=== TO DO ===
**a)** Reproduce word for word the passage of the Tegola OSM readme that runs from "To build the" up to and including "will be squashed.".
**b)** Answer these questions using the Tegola OSM readme, one answer per line, marked to match:
(i) Outside docker, which dependency does the Natural Earth import require?
(ii) What command builds the container from the repo's root directory?
(iii) What happens to existing data when an import runs against an existing database and cache/diff folders?

=== TEXT BLOCK ===
:::::
/tegola-osm

Various scripts for importing and running a mirror of OSM with tegola

Primary LanguageShell

Tegola OSM

This repo houses instructions, configuration files, and a docker container to aid with standing up an OpenStreetMap export and Natural Earth dataset into a PostGIS enabled database that uses tegola for creating and serving vector tiles.

Dependencies

Additional dependencies if not using docker:

  • imposm (download - linux only)
  • gdal - required for Natural Earth import

Example Config

  • config/osm-imposm-mapping.json: An imposm mapping file for mapping the osm pbf data to postgis.
  • config/osm-imposm-config.json: An imposm config file for replication and srid settings. Note that imposm config properties such as the db connection string, cache and diff directories are not specified via the config but are configured as env vars to docker instead.
  • tegola-osm.toml - A tegola configuration file for the OSM import produced by imposm and osm land.
  • tegola-natural-earth.toml - A tegola configuration file for the natural earth data import.

Docker Setup

To build the container run the following command from the root directory of this repo:

docker build -t tegola-osm .

The container can also be pulled down from dockerhub.

Available Scripts / Docker Commands

Each of the bash scripts is installed into the docker container and available as a global command. The scripts could also be run outside of a docker container if you meet the dependencies. The scripts all expect certain env vars to be set.

scripts/osm_imposm_import.sh

Imports an OSM PBF file into a PostgreSQL/PostGIS instance using imposm import command. You are required to provide an imposm-cache and imposm-diff folder to which imposm will persist data. Those same directories must then be used for the osm update script. If you run an import against an existing db and cache/diff folders the existing data will be squashed.

Required Env Vars

  • DB_HOST: PostgreSQL database host name
  • DB_PORT: PostgreSQL database port
  • DB_NAME: PostgreSQL database name
  • DB_USER: PostgreSQL database username
  • DB_PW: PostgreSQL database password
  • OSM_SOURCE_PBF: Full path to the osm pbf file that we will import. Eg: /osm_data/data/north-america-latest.osm.pbf
  • IMPOSM_CONFIG: Full path to the imposm config file we want to use. Eg: /osm_data/config/osm-imposm-config.json
  • IMPOSM_MAPPING: Full path to the imposm mapping file we want to use. Eg: /osm_data/config/osm-imposm-mapping.json
  • IMPOSM_CACHE_DIR: Full path to an empty writeable directory where imposm will persist a cache of the import. Eg: /osm_data/cache
  • IMPOSM_DIFF_DIR: Full path to an empty writeable directory where imposm will persist diffs for the import. Eg: /osm_data/cache

Example Docker Command

All of our data, config files, and directories remain on the host and are exposed to the docker container through bind mounts. We then set the appropriate env vars on the container and reference the internal mount point of each object. This way imposm can not only read data and config dynamically from the host, but it can also persist cache/diff data back.
:::::
=== STORED DATA ===
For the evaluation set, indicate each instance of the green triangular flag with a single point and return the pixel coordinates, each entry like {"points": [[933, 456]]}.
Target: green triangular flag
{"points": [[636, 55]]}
:::::
=== RESULTS FOR EACH TASK ===
**a)**
To build the container run the following command from the root directory of this repo:

docker build -t tegola-osm .

The container can also be pulled down from dockerhub.

Available Scripts / Docker Commands

Each of the bash scripts is installed into the docker container and available as a global command. The scripts could also be run outside of a docker container if you meet the dependencies. The scripts all expect certain env vars to be set.

scripts/osm_imposm_import.sh

Imports an OSM PBF file into a PostgreSQL/PostGIS instance using imposm import command. You are required to provide an imposm-cache and imposm-diff folder to which imposm will persist data. Those same directories must then be used for the osm update script. If you run an import against an existing db and cache/diff folders the existing data will be squashed.

**b)**
(i) gdal
(ii) docker build -t tegola-osm .
(iii) The existing data is squashed.